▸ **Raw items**
-- begin --

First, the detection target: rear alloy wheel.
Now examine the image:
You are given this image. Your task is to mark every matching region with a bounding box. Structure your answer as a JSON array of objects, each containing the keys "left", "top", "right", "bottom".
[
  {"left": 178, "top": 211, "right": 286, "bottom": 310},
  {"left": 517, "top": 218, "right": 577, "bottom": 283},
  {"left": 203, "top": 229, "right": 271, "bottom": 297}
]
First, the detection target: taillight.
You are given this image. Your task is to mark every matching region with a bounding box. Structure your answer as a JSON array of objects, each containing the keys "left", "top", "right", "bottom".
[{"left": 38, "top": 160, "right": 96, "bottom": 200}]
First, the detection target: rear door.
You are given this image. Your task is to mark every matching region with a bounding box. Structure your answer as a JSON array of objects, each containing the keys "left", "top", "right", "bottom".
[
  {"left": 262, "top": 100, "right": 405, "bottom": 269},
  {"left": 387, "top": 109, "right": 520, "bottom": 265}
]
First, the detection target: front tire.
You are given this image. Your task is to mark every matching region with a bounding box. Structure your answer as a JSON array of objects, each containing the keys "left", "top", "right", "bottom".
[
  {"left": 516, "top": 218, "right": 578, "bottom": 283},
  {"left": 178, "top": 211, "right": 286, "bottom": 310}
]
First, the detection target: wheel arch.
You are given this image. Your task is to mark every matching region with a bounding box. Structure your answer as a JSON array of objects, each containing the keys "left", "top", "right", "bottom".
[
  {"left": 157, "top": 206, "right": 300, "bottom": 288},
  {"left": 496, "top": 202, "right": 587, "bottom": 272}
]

-- end --

▸ **What to work on**
Please convert every line of the items above into a numbered list, leaving out any blank lines.

▸ **Solution to the exercise**
1. First, the detection target: rear alloy wheel.
2. Now examine the image:
3. You are given this image. Your task is to mark every matching region with a bounding box. Structure your answer as a JSON array of objects, each containing the keys "left", "top", "right", "bottom".
4. [
5.   {"left": 178, "top": 211, "right": 286, "bottom": 310},
6.   {"left": 517, "top": 218, "right": 577, "bottom": 283},
7.   {"left": 203, "top": 229, "right": 271, "bottom": 297}
8. ]
9. First, the detection target: taillight.
10. You are given this image. Your task is to mark every matching region with a bounding box. Structure your answer as a JSON array of objects, each containing the keys "left", "top", "right", "bottom".
11. [{"left": 38, "top": 160, "right": 96, "bottom": 200}]
12. First, the detection target: rear door.
13. You are given this image. Your task is to mark every matching region with a bounding box. Structure your answer as a JSON array of objects, each containing the keys "left", "top", "right", "bottom".
14. [
15.   {"left": 262, "top": 100, "right": 405, "bottom": 269},
16.   {"left": 387, "top": 109, "right": 520, "bottom": 265}
17. ]
18. First, the detection target: front tire.
19. You are given this image. Your task is to mark every matching region with a bounding box. Structure your answer as a JSON array of objects, each containing the keys "left", "top", "right", "bottom".
20. [
21.   {"left": 516, "top": 218, "right": 578, "bottom": 283},
22.   {"left": 178, "top": 211, "right": 286, "bottom": 310}
23. ]
24. First, the detection target: wheel arch.
25. You are given this image. Your task is to mark every matching region with a bounding box. Structure your answer as a JSON array of objects, each containing the keys "left", "top", "right", "bottom".
26. [
27.   {"left": 157, "top": 206, "right": 300, "bottom": 288},
28.   {"left": 496, "top": 202, "right": 587, "bottom": 272}
29. ]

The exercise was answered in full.